Continue the forum thread about troubleshooting a crashing X99 system, picking up after its last reply.

• PASSAGE FOR REVIEW:
···

It seems to be pretty consistent in crashing before that's possible. But it very unlikely RAM, very unlikely disks or anything on motherboard, video card seems OK. But then, the CPU is a Xeon 2620 v3, so that shouldn't be it either but I'm not sure what else it could be.

Yeah I'm really not sure what else you can do. Unless you have a friend that has an X99 compatible CPU that you can test.

Did you try to boot a live OS?
The next step you should do in my opinion is boot the system with just one stick of RAM in each slot (if you have four slots place the stick in the slot 1 and boot, see what happens and repeat for all the slots). and see if you get different results (using the live OS always and keeping the drives disconnected).
If nothing changes just do a BIOS reset and see if the issue is still happening.
Try to get your hands on a different kit of RAM that's surely working (borrow it from a friend maybe) and repeat the process I described you before.
If nothing is changing again try to swap out the power supply, but that's something I would do just for the sake of being sure the power supply is healthy.
The last thing would be swapping out the CPU, which might be the issue (faulty memory controller).

I've spent enough time on this to where I've just taken it to a shop.

Yeah man, I know how it feels to troubleshoot a system that's acting that weird. Where I live shops are not reliable at all and I wouldn't trust anyone but myself and a friend to handle all the hardware I bought with hard earned money. I hope you're going to get to a solution.

···

• Items from a dataset:

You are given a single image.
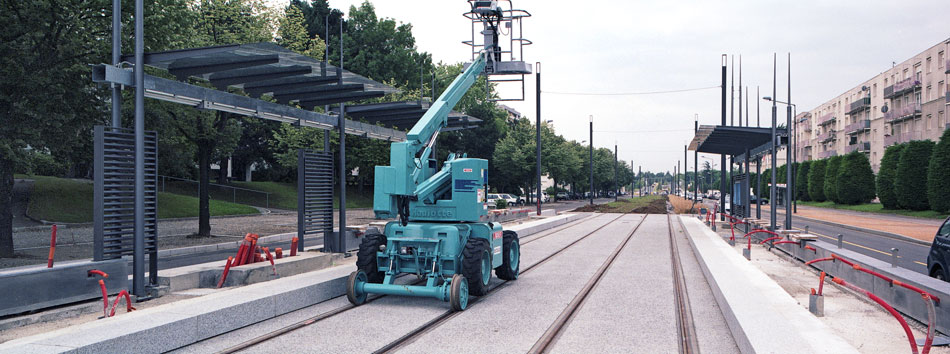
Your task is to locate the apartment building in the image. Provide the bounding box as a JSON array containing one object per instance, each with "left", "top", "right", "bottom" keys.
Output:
[{"left": 795, "top": 40, "right": 950, "bottom": 173}]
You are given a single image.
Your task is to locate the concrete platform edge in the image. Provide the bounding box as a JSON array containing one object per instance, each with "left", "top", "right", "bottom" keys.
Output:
[
  {"left": 0, "top": 213, "right": 589, "bottom": 353},
  {"left": 679, "top": 216, "right": 858, "bottom": 353}
]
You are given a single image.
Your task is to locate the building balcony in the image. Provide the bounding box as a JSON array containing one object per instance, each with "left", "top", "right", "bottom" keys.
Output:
[
  {"left": 844, "top": 119, "right": 871, "bottom": 135},
  {"left": 848, "top": 97, "right": 871, "bottom": 115},
  {"left": 818, "top": 113, "right": 836, "bottom": 126},
  {"left": 844, "top": 141, "right": 871, "bottom": 154},
  {"left": 884, "top": 132, "right": 923, "bottom": 147},
  {"left": 818, "top": 150, "right": 838, "bottom": 159},
  {"left": 818, "top": 130, "right": 837, "bottom": 143},
  {"left": 884, "top": 77, "right": 920, "bottom": 98},
  {"left": 884, "top": 103, "right": 920, "bottom": 123}
]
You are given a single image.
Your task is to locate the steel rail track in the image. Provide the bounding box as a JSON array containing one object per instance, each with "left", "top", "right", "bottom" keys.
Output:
[
  {"left": 528, "top": 214, "right": 649, "bottom": 354},
  {"left": 373, "top": 214, "right": 632, "bottom": 354},
  {"left": 666, "top": 213, "right": 699, "bottom": 354},
  {"left": 212, "top": 214, "right": 608, "bottom": 354}
]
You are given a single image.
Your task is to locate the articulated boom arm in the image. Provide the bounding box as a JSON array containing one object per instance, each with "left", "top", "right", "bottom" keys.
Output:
[{"left": 373, "top": 52, "right": 488, "bottom": 218}]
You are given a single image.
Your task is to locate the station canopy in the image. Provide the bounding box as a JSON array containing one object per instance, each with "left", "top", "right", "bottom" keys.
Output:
[
  {"left": 93, "top": 43, "right": 480, "bottom": 141},
  {"left": 689, "top": 125, "right": 787, "bottom": 158}
]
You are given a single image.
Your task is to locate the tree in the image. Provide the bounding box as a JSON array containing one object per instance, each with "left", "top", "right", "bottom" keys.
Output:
[
  {"left": 927, "top": 129, "right": 950, "bottom": 213},
  {"left": 835, "top": 151, "right": 874, "bottom": 205},
  {"left": 808, "top": 160, "right": 828, "bottom": 202},
  {"left": 894, "top": 140, "right": 934, "bottom": 210},
  {"left": 795, "top": 161, "right": 811, "bottom": 202},
  {"left": 876, "top": 144, "right": 907, "bottom": 209},
  {"left": 825, "top": 156, "right": 842, "bottom": 203}
]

···

• EXERCISE ANSWER:
It's a ECC exception, MCE 5 means "Internal Parity Error" (see Intel® 64 and IA-32 Architectures Software Developer’s Manual volume 3, chapter 15.9.1, table 15.8). It's "recoverable" - correctable ECC error. Not sure why Windows wants to reboot, unless there's uncorrectable errors as well.
Swap the memory modules between channel 3 dimm 0 and some other one (from another channel). If the error moves with the memory module - it's memory module's problem. If it stays - it's a memory controller's (i.e. CPU) problem.

Edit: I wouldn't trust memtest in this case as I'm not sure if it fully supports ECC.

If its recoverable, wouldn't both OSs compensate and throw a non-fatal error?

They would, and I'm an idiot. Seen the "recoverable" and thought "yeah, it's totally correctable error", being too lazy to follow through with the proper diagnostics. Call it professional deformation: if customer says "my server rebooted/froze", and there are ECC errors in the log, you don't dig deep. As tac/outsource/support usually goes, it's safe to assume that either uncorrectable error wasn't logged or correctable error happened in some sensitive ram area (ECC takes time), so the priority is to quickly check which component's fault is this and simply replace it.
Aaanyway.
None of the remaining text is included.